| Activity |
Please read the text on prompt creep below: what does it say you have written when you put a table of conditions and behaviors in a prompt?

| Exercise text |
──────────
Prompt Creep
There’s a pattern emerging in LLM-integrated systems that I like to call prompt creep.
It starts innocently. You have an LLM agent that needs to check whether a file exists before acting on it. You could write code for that, but it’s faster to just tell the agent: “check if config.json exists, and if it does, read it.” The LLM does it. It works.
So you add another condition. “If two files exist and they differ, take path A. If only one exists, take path B. If neither exists, take path C.” Still works. You add a loop: “walk each entry in the diff and apply the corresponding change.” Works. You add classification logic: “compare the before and after lists, match by type and entity ID, and sort into five categories.” Works. Mostly.
Then one day a step gets skipped. Or two branches get conflated. The fix is easy: make the instruction more emphatic. IMPORTANT: you MUST run validation BEFORE making any edits. Add some caps. Bold the key words. Underline the constraint with a “universal rule” paragraph.
This is the tell. When you’re adding emphasis to compensate for unreliability, you’re working against the grain of the tool. A coded if statement doesn’t need to be told it’s important. It runs every time.
Recognizing Prompt Creep
Before going further, here’s a self-diagnostic. If your prompts have any of these, deterministic logic is accumulating where it shouldn’t be:
- Emphasis as error handling. CAPS, bold, “IMPORTANT,” “MUST,” “NEVER.” These are retry logic for prose. If a step needs emphasis to be reliable, it needs to be code.
- Precondition tables. If you’re writing a table of conditions and corresponding behaviours in a prompt, you’ve written a switch statement in markdown.
- Before/after validation patterns. “Run X, capture the output, do work, run X again, compare.” That’s a test harness, not a reasoning task.
- Loops described in words. “For each entry in the diff, apply the following…” If the iteration is over structured data, the loop should be in code.
- Explicit ordering constraints. “Do step 1 BEFORE step 2.” The need to enforce ordering through emphasis means the execution model doesn’t guarantee it.
The Seduction
Prompt creep is seductive because it has no activation energy. Writing prose is faster than writing code. There’s no type system to satisfy, no tests to write, no build step. The feedback loop is immediate: describe what you want, watch the agent do it, ship.
And for a while, it genuinely is the right trade-off. When you’re exploring a workflow, when the steps might change tomorrow, when you’re not sure which decisions are actually deterministic yet, encoding it as instructions for an LLM is a reasonable way to prototype.
The problem is that prototypes have a way of becoming permanent, and prompt creep has no natural stopping point. Each new instruction is cheap to add and works in isolation. The failure mode isn’t a crash. It’s a gradual, silent degradation in reliability as the prompt accumulates more procedural logic than the model can faithfully track.
The Illusion of Robustness
A useful frame here comes from Sinha et al.’s Long-Horizon Execution in LLMs (2025). They isolate execution from reasoning by giving models the plan explicitly the model doesn’t have to figure out what to do, only carry it out - and measure how reliably they follow through. The result is a clean exponential: small drops in per-step accuracy compound into a cliff in task length. A model that’s 99% reliable per step doesn’t gracefully degrade as steps accumulate; it falls off.
They also identify a self-conditioning effect: once a model has made a mistake earlier in the context, it becomes more likely to make further mistakes. Errors don’t just accumulate, they accelerate. The prompt that worked at five steps doesn’t degrade smoothly to “mostly works” at fifteen. It degrades to “works until it doesn’t, then keeps not working.”
──────────
| Extracted data |
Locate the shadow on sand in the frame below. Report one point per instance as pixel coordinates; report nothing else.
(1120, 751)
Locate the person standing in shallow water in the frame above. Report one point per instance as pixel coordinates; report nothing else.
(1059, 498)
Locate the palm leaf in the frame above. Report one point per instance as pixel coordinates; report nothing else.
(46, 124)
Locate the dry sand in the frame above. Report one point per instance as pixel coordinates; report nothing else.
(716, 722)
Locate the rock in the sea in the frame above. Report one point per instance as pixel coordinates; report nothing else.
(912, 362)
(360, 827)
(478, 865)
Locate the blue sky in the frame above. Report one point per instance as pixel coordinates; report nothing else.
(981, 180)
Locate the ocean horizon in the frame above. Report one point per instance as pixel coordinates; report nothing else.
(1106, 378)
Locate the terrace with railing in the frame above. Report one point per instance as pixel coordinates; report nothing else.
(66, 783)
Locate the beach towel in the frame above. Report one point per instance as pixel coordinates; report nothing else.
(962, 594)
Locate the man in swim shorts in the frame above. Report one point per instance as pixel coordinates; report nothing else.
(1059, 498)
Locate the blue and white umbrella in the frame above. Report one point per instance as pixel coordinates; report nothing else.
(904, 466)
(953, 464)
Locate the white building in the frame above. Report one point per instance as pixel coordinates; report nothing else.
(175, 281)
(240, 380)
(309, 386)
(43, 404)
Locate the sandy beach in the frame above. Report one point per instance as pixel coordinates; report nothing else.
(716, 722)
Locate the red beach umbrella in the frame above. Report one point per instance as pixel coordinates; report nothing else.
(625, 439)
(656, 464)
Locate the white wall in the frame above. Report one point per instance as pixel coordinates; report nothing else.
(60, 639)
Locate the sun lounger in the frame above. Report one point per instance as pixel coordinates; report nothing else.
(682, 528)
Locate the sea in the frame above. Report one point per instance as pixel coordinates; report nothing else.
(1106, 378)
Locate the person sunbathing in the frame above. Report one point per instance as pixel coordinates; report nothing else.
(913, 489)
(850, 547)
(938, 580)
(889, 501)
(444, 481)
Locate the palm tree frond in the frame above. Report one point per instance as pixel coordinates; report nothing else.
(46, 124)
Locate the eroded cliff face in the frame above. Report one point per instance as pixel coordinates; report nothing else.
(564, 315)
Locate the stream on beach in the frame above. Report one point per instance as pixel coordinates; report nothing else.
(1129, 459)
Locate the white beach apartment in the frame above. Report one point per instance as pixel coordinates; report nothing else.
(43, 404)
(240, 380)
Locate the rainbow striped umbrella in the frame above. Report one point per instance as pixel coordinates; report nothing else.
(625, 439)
──────────
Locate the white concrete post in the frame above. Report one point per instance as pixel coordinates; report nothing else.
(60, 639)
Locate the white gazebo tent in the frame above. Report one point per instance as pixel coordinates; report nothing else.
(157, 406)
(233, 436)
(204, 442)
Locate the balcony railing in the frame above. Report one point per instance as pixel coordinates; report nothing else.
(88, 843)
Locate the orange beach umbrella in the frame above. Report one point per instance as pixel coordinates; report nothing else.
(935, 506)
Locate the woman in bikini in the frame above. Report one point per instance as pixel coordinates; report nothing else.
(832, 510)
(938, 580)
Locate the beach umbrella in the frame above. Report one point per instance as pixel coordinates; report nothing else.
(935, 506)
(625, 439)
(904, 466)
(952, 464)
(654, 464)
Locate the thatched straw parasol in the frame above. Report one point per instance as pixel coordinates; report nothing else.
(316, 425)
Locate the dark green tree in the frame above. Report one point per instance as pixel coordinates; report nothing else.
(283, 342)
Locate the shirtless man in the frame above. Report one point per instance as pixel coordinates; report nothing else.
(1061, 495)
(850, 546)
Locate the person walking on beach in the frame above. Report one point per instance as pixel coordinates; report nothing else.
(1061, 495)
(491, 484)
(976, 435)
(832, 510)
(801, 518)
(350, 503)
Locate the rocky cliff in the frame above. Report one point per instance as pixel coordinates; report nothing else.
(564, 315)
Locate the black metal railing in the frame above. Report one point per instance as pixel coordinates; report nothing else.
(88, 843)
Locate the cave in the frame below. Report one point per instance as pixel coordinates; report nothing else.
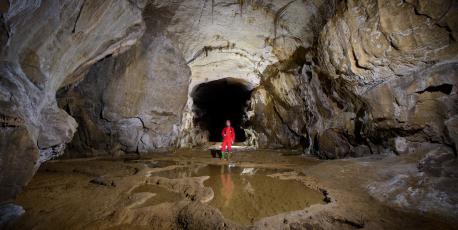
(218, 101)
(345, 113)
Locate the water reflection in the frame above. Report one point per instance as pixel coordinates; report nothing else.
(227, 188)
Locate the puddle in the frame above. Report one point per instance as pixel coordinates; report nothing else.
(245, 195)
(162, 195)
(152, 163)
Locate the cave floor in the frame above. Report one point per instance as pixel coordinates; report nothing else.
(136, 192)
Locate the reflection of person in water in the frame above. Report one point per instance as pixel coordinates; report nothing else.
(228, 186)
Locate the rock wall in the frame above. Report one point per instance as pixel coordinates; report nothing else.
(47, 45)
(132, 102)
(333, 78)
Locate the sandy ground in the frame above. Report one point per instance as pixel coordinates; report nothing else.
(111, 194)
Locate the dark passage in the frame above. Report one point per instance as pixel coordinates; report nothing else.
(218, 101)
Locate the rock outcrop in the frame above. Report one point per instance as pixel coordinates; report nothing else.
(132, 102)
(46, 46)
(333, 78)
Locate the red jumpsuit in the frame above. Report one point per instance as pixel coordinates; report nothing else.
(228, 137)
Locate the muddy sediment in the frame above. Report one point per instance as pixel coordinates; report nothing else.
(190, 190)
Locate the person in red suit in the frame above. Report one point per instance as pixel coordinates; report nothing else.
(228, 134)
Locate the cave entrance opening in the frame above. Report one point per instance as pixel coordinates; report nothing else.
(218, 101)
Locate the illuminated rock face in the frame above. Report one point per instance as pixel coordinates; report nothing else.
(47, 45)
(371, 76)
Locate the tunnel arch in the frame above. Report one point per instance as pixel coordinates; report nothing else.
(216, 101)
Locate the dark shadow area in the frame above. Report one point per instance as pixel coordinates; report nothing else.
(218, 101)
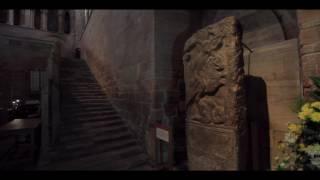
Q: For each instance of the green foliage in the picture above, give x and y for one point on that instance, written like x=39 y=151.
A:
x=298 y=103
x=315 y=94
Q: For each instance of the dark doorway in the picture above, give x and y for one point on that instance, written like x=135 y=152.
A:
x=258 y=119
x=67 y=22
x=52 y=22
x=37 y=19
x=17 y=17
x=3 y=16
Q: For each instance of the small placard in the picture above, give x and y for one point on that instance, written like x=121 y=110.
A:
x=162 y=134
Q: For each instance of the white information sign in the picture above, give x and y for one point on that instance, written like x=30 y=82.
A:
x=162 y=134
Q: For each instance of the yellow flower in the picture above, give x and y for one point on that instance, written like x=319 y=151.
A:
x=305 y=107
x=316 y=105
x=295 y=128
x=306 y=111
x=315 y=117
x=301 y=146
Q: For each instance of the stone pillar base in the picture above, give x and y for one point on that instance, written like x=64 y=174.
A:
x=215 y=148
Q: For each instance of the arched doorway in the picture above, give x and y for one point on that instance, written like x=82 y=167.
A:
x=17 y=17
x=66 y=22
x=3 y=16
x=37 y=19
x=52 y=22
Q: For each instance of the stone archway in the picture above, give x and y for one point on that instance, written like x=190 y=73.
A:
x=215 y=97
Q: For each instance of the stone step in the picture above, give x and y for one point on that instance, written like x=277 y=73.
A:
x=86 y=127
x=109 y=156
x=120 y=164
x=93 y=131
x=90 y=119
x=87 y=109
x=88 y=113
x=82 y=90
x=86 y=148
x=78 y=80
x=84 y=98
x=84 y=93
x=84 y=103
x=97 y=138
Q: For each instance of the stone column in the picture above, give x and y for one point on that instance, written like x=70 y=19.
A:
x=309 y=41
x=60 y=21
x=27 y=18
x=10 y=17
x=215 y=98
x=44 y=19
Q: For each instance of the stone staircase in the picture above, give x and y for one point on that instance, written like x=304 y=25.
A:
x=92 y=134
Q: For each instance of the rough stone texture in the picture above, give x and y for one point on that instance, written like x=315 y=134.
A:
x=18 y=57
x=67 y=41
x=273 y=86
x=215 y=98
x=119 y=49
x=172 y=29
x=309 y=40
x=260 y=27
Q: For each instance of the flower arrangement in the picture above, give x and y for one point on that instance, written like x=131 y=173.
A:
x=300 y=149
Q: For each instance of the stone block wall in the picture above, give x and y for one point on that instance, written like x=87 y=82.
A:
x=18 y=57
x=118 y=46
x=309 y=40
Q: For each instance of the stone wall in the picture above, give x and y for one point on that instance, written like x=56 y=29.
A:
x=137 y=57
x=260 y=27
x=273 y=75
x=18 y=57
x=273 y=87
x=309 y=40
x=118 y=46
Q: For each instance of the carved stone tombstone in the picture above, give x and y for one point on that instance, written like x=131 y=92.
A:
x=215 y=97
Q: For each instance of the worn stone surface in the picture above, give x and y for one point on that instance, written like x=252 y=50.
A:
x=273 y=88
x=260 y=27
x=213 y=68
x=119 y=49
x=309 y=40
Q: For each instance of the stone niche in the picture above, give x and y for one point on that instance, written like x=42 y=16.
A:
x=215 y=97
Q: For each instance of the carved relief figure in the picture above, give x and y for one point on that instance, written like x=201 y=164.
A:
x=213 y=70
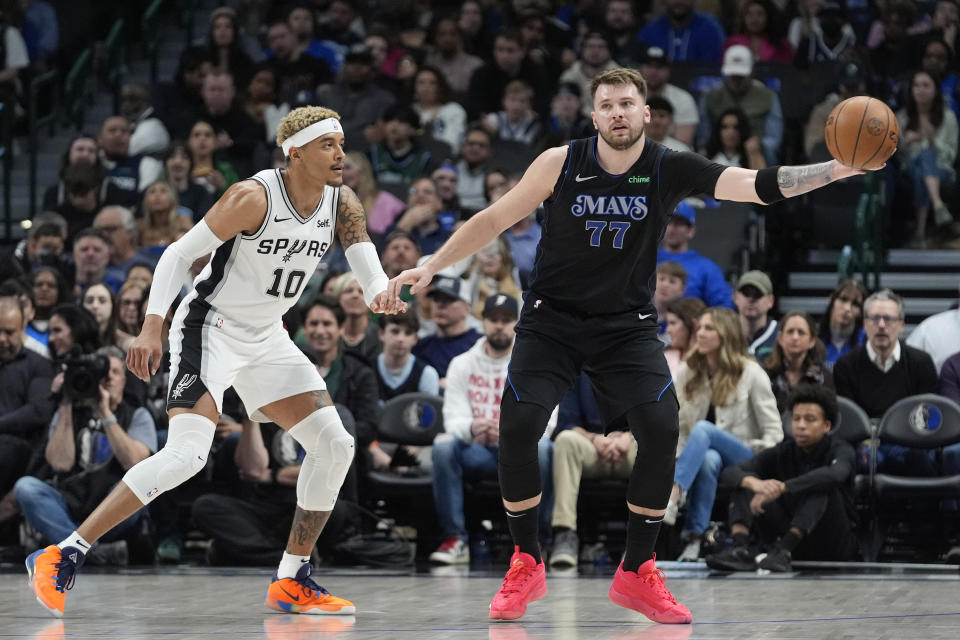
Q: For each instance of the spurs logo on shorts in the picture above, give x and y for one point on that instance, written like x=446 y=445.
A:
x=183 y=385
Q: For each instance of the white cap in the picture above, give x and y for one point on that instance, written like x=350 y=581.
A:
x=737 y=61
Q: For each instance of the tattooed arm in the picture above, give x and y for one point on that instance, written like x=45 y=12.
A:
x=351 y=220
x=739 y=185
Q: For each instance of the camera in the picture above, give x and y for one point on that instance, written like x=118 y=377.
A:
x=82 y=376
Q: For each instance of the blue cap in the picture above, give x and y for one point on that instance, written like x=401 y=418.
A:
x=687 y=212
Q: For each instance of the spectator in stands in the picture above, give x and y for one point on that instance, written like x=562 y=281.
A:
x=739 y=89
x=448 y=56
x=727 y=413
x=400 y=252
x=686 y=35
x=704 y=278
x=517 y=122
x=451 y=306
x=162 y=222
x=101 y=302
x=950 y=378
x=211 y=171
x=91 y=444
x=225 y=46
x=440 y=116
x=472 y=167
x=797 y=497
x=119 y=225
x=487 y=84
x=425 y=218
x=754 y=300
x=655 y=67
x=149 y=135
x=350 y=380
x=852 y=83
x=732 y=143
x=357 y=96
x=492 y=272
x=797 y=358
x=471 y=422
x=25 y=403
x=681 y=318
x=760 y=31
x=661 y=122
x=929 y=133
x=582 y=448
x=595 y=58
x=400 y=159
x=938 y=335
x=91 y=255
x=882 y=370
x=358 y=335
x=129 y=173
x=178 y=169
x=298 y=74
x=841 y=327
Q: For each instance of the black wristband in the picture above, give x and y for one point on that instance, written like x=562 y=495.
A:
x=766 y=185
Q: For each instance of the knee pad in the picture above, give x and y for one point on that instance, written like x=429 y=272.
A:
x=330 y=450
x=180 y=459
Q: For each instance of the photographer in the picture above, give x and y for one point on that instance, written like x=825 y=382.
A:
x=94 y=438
──────────
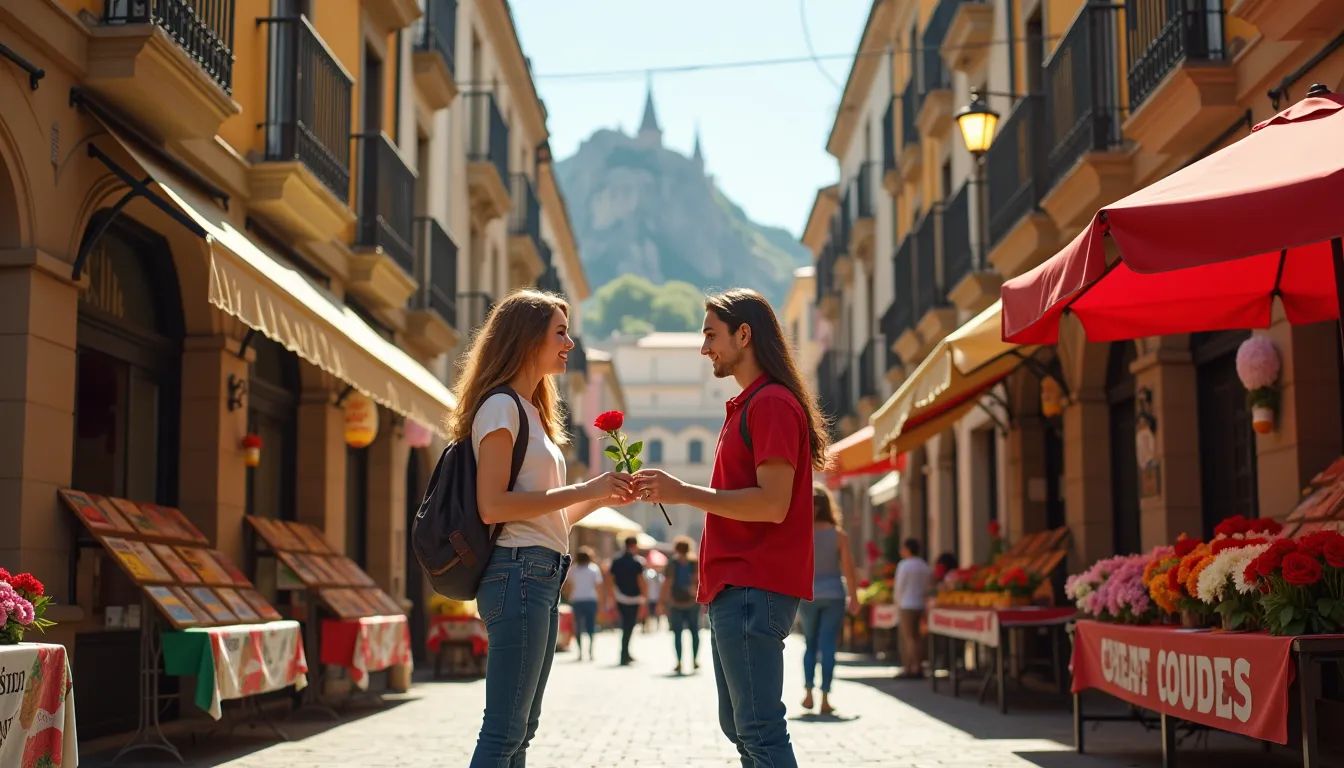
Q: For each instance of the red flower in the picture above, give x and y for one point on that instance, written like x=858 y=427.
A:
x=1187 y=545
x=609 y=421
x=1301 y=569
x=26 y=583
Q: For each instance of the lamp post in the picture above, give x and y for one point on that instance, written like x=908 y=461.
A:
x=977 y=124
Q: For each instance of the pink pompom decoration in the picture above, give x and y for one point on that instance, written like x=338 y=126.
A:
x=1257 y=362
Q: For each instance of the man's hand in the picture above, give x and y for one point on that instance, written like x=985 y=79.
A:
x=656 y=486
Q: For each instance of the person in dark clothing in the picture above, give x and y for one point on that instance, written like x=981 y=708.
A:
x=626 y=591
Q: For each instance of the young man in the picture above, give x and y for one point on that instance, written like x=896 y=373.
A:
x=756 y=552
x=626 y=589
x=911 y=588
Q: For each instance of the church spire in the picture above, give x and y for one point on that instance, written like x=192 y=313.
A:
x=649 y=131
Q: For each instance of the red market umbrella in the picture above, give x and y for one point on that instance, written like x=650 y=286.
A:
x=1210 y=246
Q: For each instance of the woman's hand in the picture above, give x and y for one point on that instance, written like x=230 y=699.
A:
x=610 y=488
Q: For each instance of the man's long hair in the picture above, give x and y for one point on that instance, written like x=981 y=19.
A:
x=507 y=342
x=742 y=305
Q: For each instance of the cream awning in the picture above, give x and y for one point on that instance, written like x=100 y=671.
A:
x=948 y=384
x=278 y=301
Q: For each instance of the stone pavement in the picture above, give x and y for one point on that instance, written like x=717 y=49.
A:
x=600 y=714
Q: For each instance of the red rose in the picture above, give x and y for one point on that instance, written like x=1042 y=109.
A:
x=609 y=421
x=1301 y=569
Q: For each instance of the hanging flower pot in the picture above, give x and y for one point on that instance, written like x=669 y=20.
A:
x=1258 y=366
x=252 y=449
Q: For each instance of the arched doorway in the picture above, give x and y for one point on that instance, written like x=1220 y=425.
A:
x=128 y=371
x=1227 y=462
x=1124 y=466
──────────
| Answer to this exercise |
A switch statement in markdown.